SELECTED EXTRACT:
>> START
Thos. A. Brandon, for Appellant.

J.W. Dignan, for Respondent.

Thos. A. Brandon, for Appellant:

J.W. Dignan, for Respondent:


ON MOTION TO DISMISS


OPINION


Respondent has submitted a motion, theretofore noticed, to dismiss the appeal for noncompliance with rule 2 of the rules of the supreme court. The rule reads:

"The transcript of the record on appeal shall be filed within 30 days after the appeal has been perfected and the bill of exceptions, if there be one, has been settled."

Respondent contends that no bill of exceptions was settled by the judge of the lower court, and that, consequently, the time limited by the rule commenced to run, when the appeal was perfected, and had expired some 30 days before the transcript of the record on appeal was filed.

Judgment was rendered in favor of respondent, and appellant made a motion to modify it. The motion was denied. From the judgment and order of the court refusing to modify it, this appeal is taken. The appeal was perfected on July 14, 1926, and the transcript of the record on appeal was filed with the clerk of this court on September 15, 1926. Appellant insists that there is a bill of exceptions in the record and that the delay in filing the transcript of the record on appeal was due to the actions of respondent in filing objections in the lower court to the proposed bill of exceptions. The transcript of the record on appeal before us consists of a certified copy of the judgment roll, a transcript of the testimony and proceedings in the lower court certified by the court reporter, certified copies of the notice of motion to modify judgment, objections to findings and conclusions of law, and motion to amend the proposed findings, decision on motion to modify judgment, objections to findings, and conclusions of law, and motion to amend and modify proposed findings, and the appeal papers. This, in its entirety, was labeled "Proposed Bill of Exceptions," and was served on respondent and filed with the clerk of the district court on the 20th day of July, 1926. It was, thereafter, on August 21, presented to the judge of the court for settlement. Respondent made written objections to the settlement of the same as a bill of exceptions, on the ground that the same had not been prepared, served, and filed within the time allowed by law, and also moved to strike the whole and certain parts thereof. The objections and motions were regularly heard by the trial court, and on September 9, 1926, its decision was made denying the right of the appellant to have any bill of exceptions settled upon the ground that the same was not prepared, served, and filed within the time allowed by law. Thereafter, on September 15, 1926, as previously stated, appellant filed the same in this court as the record on appeal.
>> END
WHAT YOU WILL DO:
• a. In the opinion, replace "expired" with "lapsed" and write out the passage starting with "Respondent contends that" and going on through "appeal was filed.".
• b. According to the opinion, why did the trial court refuse to let the appellant have any bill of exceptions settled?
The entries are separate material with no connection to the opinion.

RECORDS SUPPLIED:
>> START
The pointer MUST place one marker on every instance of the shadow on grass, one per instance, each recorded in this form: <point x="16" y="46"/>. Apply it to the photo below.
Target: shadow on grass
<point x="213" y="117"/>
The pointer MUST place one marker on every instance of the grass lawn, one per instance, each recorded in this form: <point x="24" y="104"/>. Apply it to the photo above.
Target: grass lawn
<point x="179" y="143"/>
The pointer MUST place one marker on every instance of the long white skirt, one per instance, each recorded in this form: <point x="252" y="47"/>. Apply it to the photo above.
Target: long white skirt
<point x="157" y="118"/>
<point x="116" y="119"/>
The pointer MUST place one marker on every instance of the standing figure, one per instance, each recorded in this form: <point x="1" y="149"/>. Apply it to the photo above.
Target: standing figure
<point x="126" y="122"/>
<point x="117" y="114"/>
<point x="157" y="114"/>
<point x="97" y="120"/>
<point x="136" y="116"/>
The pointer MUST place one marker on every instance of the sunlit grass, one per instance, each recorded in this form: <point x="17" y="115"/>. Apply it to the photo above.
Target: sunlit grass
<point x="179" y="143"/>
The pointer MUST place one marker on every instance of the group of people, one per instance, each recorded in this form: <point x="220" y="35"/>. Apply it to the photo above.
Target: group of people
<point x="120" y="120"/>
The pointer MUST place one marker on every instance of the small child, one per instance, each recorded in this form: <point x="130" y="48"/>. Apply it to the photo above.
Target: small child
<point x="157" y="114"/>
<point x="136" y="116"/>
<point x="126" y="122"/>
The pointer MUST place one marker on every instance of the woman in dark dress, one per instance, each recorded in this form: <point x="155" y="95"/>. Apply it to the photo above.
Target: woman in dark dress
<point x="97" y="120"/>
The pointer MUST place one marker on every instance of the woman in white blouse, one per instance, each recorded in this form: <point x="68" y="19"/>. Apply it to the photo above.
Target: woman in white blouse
>> END
SOLUTION LIST:
• a.
Respondent contends that no bill of exceptions was settled by the judge of the lower court, and that, consequently, the time limited by the rule commenced to run, when the appeal was perfected, and had lapsed some 30 days before the transcript of the record on appeal was filed.

• b. The trial court held that the proposed bill of exceptions had not been prepared, served, and filed within the time allowed by law.